-------- Input material --------

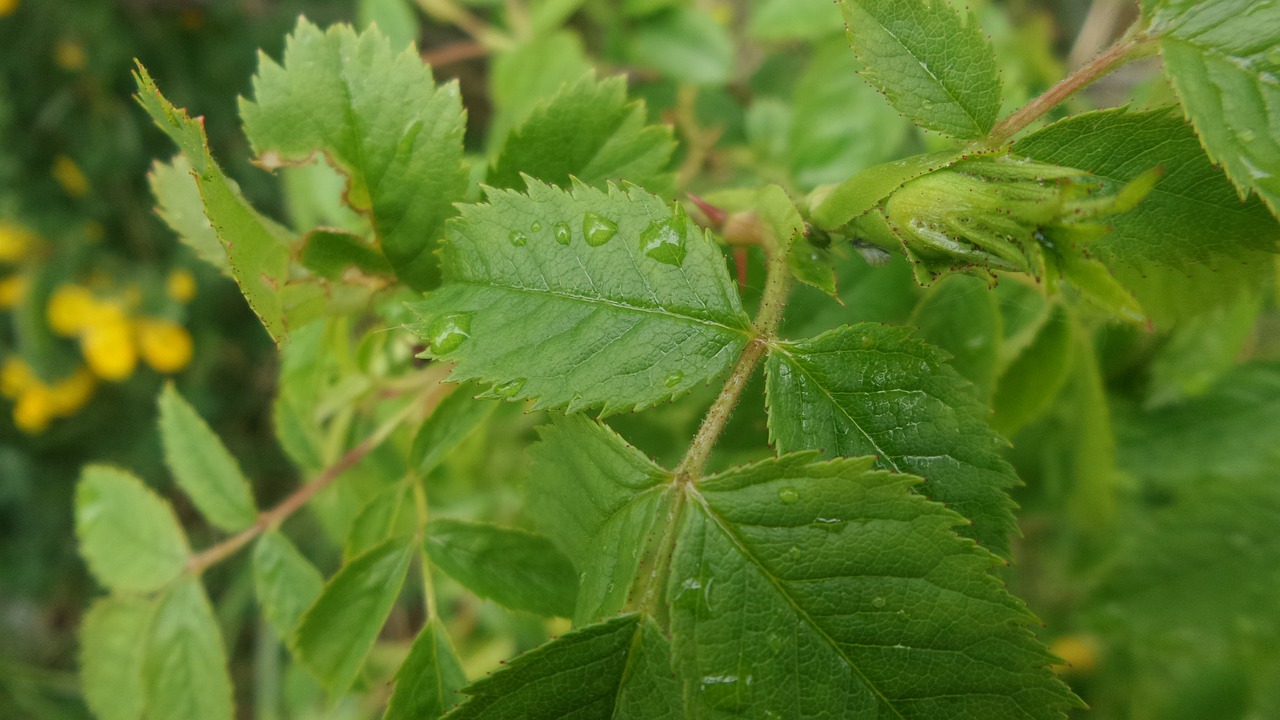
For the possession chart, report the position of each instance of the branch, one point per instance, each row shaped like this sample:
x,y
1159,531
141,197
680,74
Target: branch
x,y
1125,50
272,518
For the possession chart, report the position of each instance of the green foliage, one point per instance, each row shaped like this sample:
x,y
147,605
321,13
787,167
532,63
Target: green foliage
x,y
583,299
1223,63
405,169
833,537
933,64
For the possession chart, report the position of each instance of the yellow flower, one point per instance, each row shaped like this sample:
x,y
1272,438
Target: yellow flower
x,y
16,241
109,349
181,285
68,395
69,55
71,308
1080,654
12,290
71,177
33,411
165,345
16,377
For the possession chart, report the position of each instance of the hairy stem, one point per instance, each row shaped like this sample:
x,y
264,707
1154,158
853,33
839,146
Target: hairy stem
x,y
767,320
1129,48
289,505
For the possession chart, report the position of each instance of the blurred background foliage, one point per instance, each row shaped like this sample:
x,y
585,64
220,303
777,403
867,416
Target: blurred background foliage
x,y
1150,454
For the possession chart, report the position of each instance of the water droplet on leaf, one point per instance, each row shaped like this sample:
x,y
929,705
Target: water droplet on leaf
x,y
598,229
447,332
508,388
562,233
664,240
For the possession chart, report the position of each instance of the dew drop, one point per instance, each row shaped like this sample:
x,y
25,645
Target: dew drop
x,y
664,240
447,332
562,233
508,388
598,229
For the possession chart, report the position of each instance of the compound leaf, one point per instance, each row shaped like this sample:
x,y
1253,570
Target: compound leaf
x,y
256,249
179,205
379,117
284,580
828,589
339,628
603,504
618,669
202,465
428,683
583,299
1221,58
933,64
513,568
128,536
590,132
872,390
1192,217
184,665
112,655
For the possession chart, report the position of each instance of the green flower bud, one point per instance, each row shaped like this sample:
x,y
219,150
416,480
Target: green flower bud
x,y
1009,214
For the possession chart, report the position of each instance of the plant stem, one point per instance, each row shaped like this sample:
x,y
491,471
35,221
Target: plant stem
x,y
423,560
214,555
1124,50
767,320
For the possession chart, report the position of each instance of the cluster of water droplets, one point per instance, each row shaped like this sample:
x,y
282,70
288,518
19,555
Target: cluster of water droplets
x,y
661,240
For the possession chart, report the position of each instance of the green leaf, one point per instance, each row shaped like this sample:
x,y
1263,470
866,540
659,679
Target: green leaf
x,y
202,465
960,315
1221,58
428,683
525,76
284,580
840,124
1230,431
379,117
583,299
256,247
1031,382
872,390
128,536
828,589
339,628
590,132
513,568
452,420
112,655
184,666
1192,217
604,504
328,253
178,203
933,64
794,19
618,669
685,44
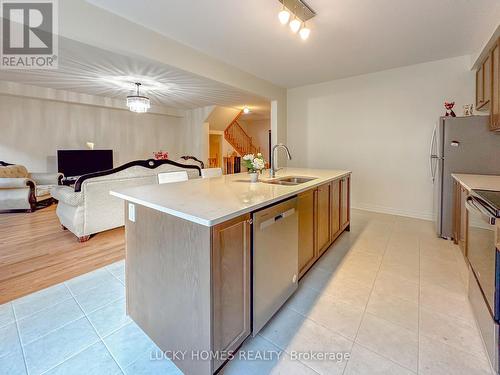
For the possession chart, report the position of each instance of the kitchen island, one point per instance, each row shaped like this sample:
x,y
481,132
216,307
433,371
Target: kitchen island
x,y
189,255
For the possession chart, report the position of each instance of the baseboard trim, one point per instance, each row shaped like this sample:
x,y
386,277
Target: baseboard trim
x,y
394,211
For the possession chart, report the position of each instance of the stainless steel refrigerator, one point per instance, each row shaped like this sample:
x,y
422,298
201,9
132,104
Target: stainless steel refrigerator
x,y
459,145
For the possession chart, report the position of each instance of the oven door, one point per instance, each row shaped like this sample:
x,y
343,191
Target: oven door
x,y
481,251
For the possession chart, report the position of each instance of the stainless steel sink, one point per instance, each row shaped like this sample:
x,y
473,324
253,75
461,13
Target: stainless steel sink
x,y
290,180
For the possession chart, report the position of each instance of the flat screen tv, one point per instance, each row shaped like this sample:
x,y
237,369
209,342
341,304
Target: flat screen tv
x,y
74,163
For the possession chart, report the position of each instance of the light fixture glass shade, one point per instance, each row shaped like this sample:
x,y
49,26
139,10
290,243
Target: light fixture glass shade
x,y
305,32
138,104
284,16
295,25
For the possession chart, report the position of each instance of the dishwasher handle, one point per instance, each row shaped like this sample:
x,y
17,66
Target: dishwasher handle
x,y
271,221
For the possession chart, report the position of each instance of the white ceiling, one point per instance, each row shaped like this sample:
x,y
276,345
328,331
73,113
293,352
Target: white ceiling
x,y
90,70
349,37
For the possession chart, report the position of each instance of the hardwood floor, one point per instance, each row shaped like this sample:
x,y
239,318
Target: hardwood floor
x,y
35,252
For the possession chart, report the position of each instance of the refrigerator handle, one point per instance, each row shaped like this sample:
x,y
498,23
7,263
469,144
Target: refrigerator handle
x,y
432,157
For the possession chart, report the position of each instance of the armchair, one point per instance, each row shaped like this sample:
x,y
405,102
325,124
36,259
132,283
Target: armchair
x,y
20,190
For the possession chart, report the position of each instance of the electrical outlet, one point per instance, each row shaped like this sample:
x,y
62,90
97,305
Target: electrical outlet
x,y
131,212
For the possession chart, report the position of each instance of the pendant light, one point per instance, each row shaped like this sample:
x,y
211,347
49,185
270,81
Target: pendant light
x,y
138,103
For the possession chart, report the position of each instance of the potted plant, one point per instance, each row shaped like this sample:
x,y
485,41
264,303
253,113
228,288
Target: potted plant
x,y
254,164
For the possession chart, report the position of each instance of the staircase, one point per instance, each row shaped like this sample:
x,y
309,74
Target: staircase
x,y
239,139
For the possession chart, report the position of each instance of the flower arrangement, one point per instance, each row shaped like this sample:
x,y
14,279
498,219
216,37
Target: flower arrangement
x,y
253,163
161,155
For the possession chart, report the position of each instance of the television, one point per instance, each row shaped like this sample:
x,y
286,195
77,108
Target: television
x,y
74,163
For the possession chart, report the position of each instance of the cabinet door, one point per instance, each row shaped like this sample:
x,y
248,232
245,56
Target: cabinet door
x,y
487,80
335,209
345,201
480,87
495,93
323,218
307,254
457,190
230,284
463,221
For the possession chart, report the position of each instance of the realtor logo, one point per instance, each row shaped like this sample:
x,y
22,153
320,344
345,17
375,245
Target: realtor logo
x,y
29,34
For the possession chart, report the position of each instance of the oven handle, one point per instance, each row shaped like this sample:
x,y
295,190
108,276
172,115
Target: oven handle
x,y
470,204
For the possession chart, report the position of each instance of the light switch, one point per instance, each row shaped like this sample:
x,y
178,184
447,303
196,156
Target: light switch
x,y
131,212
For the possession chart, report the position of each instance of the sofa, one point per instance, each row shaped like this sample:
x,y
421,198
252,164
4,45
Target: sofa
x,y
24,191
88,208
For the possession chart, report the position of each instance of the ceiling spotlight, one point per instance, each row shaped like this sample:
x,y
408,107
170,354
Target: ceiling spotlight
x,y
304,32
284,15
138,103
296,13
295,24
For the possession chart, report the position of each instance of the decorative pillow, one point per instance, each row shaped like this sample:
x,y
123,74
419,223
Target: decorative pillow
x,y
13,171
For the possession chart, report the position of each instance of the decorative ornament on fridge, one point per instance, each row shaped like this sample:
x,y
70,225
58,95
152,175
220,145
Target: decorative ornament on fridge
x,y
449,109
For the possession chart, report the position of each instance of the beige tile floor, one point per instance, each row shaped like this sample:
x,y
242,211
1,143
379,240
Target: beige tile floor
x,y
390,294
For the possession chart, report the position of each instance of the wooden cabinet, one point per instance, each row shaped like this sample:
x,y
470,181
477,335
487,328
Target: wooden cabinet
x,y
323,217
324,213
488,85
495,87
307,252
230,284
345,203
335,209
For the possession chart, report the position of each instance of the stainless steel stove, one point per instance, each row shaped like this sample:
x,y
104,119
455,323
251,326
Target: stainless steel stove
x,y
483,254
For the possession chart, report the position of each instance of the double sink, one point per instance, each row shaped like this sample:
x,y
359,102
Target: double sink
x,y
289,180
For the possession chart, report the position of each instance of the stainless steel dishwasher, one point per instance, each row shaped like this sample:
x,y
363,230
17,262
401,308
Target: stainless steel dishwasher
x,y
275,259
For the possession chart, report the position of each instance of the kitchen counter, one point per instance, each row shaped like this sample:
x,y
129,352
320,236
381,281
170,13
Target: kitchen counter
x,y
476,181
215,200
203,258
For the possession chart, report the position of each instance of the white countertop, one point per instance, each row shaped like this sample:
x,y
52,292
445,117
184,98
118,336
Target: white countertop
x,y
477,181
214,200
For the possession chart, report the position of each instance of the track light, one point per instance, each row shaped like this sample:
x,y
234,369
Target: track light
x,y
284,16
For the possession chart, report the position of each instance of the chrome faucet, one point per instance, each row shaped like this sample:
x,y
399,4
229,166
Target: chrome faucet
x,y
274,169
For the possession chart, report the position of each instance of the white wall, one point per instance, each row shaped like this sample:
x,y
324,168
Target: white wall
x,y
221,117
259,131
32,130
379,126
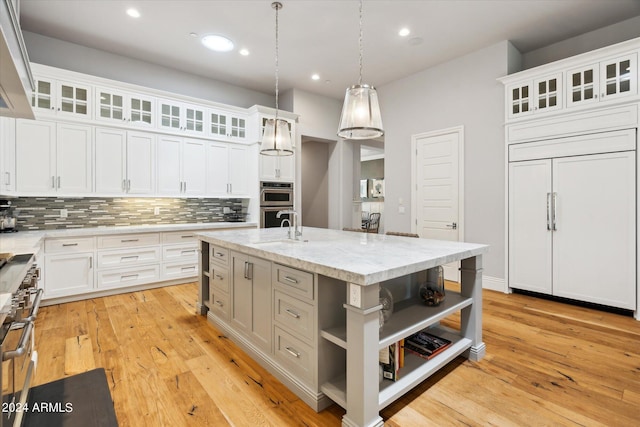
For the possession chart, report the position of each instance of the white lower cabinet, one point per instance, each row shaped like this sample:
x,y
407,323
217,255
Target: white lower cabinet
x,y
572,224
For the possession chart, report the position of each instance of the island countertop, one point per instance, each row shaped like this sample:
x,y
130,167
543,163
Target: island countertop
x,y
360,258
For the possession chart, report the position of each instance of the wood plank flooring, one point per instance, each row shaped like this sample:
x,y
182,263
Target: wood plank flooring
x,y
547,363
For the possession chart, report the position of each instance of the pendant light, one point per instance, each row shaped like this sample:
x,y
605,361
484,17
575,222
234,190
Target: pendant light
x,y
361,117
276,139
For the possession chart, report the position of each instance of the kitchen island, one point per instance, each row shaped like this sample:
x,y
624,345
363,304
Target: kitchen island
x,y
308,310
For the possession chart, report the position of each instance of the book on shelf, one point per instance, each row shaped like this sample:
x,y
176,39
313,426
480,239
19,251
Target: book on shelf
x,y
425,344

--------

• What you have to do: Begin with the line that contains "the wood plank" and quote each line after it exactly, stopping after the last line of the data.

• Result for this task:
For the possession chart, report the position of each instance of the wood plank flooring, one point per instance, each row shaped like this sample:
x,y
182,263
Target: wood plank flooring
x,y
547,363
For the possession chart, report the position of each instance of the pendant light, one point per instance, each row shaped like this sample:
x,y
605,361
484,17
575,222
234,190
Target: pendant light
x,y
361,117
276,139
For the possession chart, report the position of each instance of the kitchen island, one point per instance, each row shaped like this sample:
x,y
624,345
363,304
Target: kitchen island
x,y
308,310
For the possession chart, report the position of each instance of the book on shelf, one point per instance, each row shaped like this sample:
x,y
176,39
313,426
480,239
19,251
Target: book on shelf
x,y
425,344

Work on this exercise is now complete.